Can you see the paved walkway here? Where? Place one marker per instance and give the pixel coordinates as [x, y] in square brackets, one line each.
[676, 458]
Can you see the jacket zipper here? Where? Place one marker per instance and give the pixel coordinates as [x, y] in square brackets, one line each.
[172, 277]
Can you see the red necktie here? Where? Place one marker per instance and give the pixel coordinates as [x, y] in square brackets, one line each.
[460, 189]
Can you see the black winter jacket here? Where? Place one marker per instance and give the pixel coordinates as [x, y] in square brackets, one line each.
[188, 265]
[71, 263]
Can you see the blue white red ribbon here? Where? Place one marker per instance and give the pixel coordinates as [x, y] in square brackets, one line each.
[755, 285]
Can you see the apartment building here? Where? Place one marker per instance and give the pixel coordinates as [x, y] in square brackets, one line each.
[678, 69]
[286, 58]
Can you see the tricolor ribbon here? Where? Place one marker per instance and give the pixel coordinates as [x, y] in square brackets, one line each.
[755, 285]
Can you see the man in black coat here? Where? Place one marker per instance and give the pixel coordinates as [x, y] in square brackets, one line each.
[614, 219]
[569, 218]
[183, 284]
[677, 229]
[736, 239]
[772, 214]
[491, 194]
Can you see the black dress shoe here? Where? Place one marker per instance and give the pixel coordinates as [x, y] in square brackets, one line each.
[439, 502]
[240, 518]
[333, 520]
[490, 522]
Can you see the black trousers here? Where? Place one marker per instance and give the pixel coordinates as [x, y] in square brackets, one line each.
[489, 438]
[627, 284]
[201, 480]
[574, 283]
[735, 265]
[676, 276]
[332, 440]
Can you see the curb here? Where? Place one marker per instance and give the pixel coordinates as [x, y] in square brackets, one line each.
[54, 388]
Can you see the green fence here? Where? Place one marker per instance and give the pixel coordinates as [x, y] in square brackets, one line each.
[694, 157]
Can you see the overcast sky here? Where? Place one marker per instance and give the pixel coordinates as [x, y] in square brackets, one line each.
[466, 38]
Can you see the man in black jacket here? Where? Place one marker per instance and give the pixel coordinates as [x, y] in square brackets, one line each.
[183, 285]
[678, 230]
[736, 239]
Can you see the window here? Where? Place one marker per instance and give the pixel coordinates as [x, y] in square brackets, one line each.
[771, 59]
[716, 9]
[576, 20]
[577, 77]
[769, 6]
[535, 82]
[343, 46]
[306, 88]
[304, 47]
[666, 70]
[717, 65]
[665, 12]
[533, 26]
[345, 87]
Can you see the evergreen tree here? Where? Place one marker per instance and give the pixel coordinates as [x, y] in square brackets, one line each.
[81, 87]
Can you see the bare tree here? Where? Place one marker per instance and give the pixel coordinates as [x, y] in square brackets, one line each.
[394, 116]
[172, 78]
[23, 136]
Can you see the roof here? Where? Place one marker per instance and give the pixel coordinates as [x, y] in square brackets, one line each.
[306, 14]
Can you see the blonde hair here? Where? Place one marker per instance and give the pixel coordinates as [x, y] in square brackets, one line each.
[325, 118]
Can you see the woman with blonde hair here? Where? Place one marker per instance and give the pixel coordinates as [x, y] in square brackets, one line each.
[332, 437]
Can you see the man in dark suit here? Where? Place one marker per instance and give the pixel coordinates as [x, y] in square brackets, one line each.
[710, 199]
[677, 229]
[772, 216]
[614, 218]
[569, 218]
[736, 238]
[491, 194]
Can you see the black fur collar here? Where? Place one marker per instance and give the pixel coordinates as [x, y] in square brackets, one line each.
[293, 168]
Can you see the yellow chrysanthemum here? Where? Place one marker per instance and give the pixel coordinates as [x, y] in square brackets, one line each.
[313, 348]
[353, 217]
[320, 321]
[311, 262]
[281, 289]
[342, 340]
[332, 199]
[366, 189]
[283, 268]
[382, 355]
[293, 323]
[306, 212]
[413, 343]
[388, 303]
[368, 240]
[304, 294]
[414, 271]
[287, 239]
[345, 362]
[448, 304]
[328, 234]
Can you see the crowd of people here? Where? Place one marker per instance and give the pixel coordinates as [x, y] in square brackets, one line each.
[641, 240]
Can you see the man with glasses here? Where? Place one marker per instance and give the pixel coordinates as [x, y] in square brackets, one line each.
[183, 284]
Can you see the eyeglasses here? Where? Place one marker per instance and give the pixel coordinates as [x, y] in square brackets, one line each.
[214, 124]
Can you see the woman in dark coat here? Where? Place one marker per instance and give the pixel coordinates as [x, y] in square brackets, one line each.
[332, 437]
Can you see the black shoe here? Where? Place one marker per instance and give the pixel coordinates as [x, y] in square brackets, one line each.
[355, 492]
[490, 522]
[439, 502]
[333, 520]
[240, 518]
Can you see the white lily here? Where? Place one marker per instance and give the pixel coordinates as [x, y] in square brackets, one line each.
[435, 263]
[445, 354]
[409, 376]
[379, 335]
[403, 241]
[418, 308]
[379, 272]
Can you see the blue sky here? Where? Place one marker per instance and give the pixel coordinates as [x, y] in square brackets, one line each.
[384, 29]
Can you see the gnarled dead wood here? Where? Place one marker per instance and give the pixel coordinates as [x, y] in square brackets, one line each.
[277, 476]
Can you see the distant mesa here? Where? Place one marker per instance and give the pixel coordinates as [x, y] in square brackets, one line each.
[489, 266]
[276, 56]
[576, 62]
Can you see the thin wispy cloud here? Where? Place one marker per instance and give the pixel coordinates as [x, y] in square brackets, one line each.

--

Would you transcribe all of the data, keeping each line exact?

Can you see the paved walkway here? Where? Place one marker per instance and give the pixel coordinates as [x, y] in square brackets, one line each.
[676, 458]
Can you see the jacket zipper here? Where? Place one marker per instance and give the pixel coordinates as [x, y] in square brackets, one line each.
[172, 277]
Can you see the red necktie here? Where? Place one marker per instance and give the pixel coordinates as [x, y] in square brackets, one line each.
[460, 189]
Can you see the black winter jacket here? Where? Place one marker per instance and give the pixel coordinates as [x, y] in square brackets, one line each.
[188, 265]
[71, 263]
Can you see the blue white red ribbon here? Where? Place one marker per instance and give the pixel coordinates as [x, y] in square brackets, one line each.
[755, 285]
Can you see the apartment building here? Where? Place one marker per instance and give the pixel coordinates as [x, y] in square brackets, one line each.
[678, 69]
[286, 58]
Can you see the tricolor ribbon here? Where? Place one marker per instance and give the pixel coordinates as [x, y] in square brackets, one line each.
[755, 285]
Can you see the man in black coat here? Where? Place one marker per instance and give the pixel coordinates as [x, y] in square brackets, one line each.
[614, 219]
[569, 218]
[183, 284]
[677, 229]
[736, 239]
[772, 214]
[491, 194]
Can you see the black dress shoe here? Where? Place one marker per instance and give the pixel coordinates as [x, y] in square brackets, one line each.
[439, 502]
[240, 518]
[333, 520]
[490, 522]
Can you see the black trousers here? Where? Place one marker per instance and give the pixel coordinates as [x, y] in square brackets, one line each.
[489, 438]
[627, 284]
[201, 480]
[574, 283]
[735, 265]
[676, 276]
[332, 440]
Can you see the curb here? Where? Place one marker per instance and give the pixel coordinates as [x, y] in square brackets, one line each.
[54, 388]
Can you see the green fence here? Where? Place one marker per instance and give the pixel coordinates as [x, y] in square brackets, one line each.
[694, 157]
Can you see the overcast sky here? Where? Place one marker per instance and give the pixel coordinates as [x, y] in square brackets, one line each.
[466, 38]
Can you see the man in black jacket here? Where? Place one marker per instance and give the pixel coordinates as [x, y] in square brackets, one line each.
[183, 285]
[678, 230]
[736, 239]
Can you see the window here? Where? Place one marker per instance and give the pixel coordinates as [x, y] in square brackets, one line each.
[771, 59]
[716, 9]
[576, 20]
[577, 77]
[769, 6]
[535, 82]
[343, 46]
[306, 88]
[304, 47]
[666, 70]
[717, 65]
[665, 12]
[533, 26]
[345, 87]
Can you see the evergreen tree here? Where? Place one marker per instance and give the pixel coordinates as [x, y] in square brackets, one line each.
[81, 87]
Can you see the bare tree here? Where? Place one marker per instance and give the pixel coordinates as [x, y] in square brackets, one line each.
[394, 116]
[172, 78]
[23, 136]
Can you see the roof here? Where? Place one marker per instance and give the pixel coordinates as [x, y] in square brackets, one line each.
[306, 14]
Can you see the blonde hair here? Where? Place one marker per instance and give the pixel coordinates as [x, y] in square brackets, one line each.
[325, 118]
Can you see the woman with blonde hair here? Where? Place one marker per instance and give the pixel coordinates as [x, y] in square brackets, one line each.
[332, 437]
Can you see the man in dark suit here? Where? Place one marker per instance and give the pixel coordinates as [x, y] in square brackets, one line each.
[710, 199]
[677, 229]
[772, 216]
[614, 218]
[569, 218]
[736, 238]
[491, 194]
Can you see the black fur collar here? Where? Place one marker per instance and give the pixel coordinates as [x, y] in square brackets, one line each.
[293, 168]
Can you see the yellow chrysanthemum here? Where? Place one marker per instance and give the pixel coordinates as [x, y] in square brackets, one line each.
[313, 348]
[353, 217]
[320, 321]
[311, 262]
[281, 289]
[342, 340]
[332, 199]
[366, 189]
[283, 268]
[382, 355]
[293, 323]
[306, 212]
[413, 343]
[388, 303]
[368, 240]
[304, 294]
[414, 271]
[287, 239]
[345, 362]
[448, 304]
[328, 234]
Can you see the crowd of people here? Where? Place one marker per instance and give the pixel coordinates as [x, y] in square brackets, one line each.
[641, 240]
Can you see the man with glasses here? Where? Place one marker per instance and give the pixel coordinates as [x, y] in square brackets, one line each.
[183, 284]
Can you see the eyeglasses here? Where? Place one marker per instance and give the pixel coordinates as [x, y] in square brackets, one line each.
[214, 124]
Can you see the woman in dark coat here? Where? Place one marker per instance and give the pixel coordinates as [x, y] in square brackets, one line each.
[332, 437]
Can you see the black shoe here? Where? Place one marker per instance and give the pixel coordinates as [x, y] in square brackets, one line each.
[355, 492]
[490, 522]
[439, 502]
[333, 520]
[240, 518]
Can you see the white lily here? Where? Place one marker per instance and give the pixel coordinates as [x, y] in square brackets, one line each.
[435, 263]
[445, 354]
[409, 376]
[379, 335]
[403, 241]
[418, 308]
[379, 272]
Can you see the blue sky here? Where? Place one marker per instance and give the pixel coordinates as [x, y] in square brackets, one line each.
[384, 29]
Can you see the gnarled dead wood here? Where? Place one marker per instance and give the pixel coordinates as [x, y] in square brackets, one line each.
[277, 476]
Can you see the distant mesa here? Where? Place one marker per instance and give the pixel coordinates as [x, y] in square brackets, one line each.
[489, 266]
[276, 56]
[576, 62]
Can you see the thin wispy cloud here? Where? Place one marker per instance and give the pixel coordinates as [x, y] in square brackets, one line each.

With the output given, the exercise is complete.